## WHAT YOU SHOULD DO
Retype everything in the records below, from the line that contains "Given the image above, find the side mirror" down to the line that contains "238,116 -> 408,188", including both of those lines, without changing a character.

Saved dataset items:
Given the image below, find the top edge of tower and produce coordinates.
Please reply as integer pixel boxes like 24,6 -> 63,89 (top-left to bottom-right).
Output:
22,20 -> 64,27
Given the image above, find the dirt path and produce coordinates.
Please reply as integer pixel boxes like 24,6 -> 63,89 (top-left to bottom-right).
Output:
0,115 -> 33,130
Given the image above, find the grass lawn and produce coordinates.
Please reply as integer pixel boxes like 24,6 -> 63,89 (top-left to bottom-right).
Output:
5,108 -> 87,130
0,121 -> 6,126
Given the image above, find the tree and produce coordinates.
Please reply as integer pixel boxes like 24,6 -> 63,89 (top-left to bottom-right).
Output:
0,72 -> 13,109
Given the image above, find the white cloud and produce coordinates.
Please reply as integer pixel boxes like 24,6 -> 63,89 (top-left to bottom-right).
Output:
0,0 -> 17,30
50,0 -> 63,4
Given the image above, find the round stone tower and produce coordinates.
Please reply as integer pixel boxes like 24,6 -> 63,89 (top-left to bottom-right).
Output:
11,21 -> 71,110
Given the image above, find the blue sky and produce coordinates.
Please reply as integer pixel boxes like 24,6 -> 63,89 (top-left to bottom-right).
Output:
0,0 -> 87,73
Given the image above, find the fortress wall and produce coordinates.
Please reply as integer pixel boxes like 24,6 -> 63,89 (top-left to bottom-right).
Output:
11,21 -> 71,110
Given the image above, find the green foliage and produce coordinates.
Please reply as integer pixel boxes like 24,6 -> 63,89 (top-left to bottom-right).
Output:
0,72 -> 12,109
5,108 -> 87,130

---

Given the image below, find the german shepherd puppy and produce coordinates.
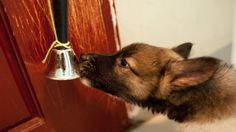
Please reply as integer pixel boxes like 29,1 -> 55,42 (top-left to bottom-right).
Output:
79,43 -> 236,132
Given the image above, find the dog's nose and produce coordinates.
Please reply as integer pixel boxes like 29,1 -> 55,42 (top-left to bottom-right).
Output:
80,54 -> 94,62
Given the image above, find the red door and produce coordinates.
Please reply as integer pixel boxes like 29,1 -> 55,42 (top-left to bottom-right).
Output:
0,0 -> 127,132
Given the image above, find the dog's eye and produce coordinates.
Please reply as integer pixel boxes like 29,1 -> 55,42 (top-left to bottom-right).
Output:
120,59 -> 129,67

* * *

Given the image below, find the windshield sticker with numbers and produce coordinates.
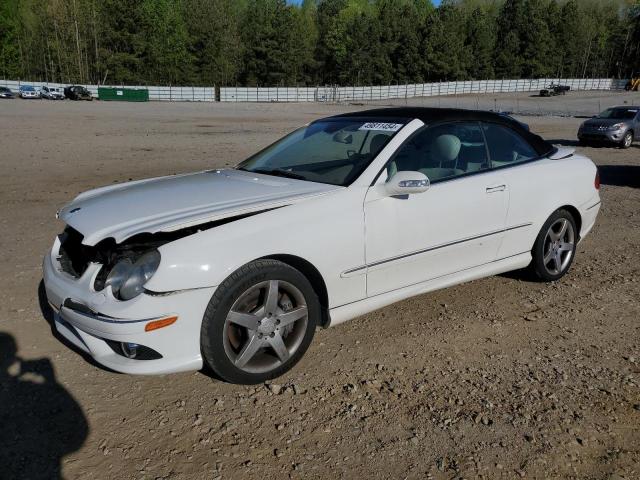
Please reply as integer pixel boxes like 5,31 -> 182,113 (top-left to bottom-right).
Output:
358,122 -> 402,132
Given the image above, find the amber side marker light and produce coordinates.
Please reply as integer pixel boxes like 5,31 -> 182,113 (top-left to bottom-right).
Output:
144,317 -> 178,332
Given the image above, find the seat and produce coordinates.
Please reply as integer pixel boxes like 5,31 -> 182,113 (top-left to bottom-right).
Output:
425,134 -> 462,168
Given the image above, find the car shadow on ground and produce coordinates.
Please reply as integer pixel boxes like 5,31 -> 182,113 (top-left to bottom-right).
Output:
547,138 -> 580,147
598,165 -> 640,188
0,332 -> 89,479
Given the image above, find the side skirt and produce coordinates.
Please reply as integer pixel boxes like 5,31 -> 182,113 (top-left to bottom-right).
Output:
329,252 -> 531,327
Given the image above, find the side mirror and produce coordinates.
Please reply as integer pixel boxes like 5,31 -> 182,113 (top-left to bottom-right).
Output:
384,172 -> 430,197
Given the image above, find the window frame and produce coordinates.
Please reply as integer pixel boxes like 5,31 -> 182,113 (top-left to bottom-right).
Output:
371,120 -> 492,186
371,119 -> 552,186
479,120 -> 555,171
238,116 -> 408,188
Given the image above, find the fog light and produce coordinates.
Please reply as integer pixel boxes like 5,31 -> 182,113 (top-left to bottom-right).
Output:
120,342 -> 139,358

## FINAL ANSWER
Given the image above, find the side mirror and produce coordinates.
Please reply as integer pixel boxes like 5,31 -> 182,113 (top-left to bottom-right).
Output:
384,172 -> 430,197
Given the image above, find the window frame and produce coordinates.
Please reply as integer pixel boxes like 5,31 -> 182,113 (top-left to bottom-right).
Output:
371,120 -> 492,186
371,119 -> 552,186
479,120 -> 555,171
238,116 -> 408,188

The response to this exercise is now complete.